(Labeled box records)
———

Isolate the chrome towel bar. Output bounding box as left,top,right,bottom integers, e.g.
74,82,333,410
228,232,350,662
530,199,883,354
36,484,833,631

———

> **What you need to do**: Convert every line of the material above into a JSON array of strings, one string per line, skipping any blank lines.

> **Correct answer**:
[
  "Isolate the chrome towel bar. Output bounding box as left,top,right,bottom integers, e.g.",
  "74,82,333,410",
  "228,232,350,662",
  "530,199,883,354",
  "36,484,833,631"
]